* _Exercise_: Make an exact copy of all the entries shown below.

Segment Start: Information

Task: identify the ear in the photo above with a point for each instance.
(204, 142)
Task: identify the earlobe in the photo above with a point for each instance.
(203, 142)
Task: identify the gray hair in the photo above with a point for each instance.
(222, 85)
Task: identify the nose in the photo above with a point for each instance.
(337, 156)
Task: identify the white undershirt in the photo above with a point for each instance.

Segment End: Information

* _Solution for this task_:
Task: identify the ear in the photo above with a point for each instance.
(204, 142)
Task: identify the earlobe in the photo above with a point for each instance.
(203, 142)
Task: identify the gray hair in the photo above with a point for each instance.
(222, 85)
Task: identify the nose in the photo above with a point for each instance.
(337, 156)
Task: identify the white undershirt in the photo above with a point for each instance.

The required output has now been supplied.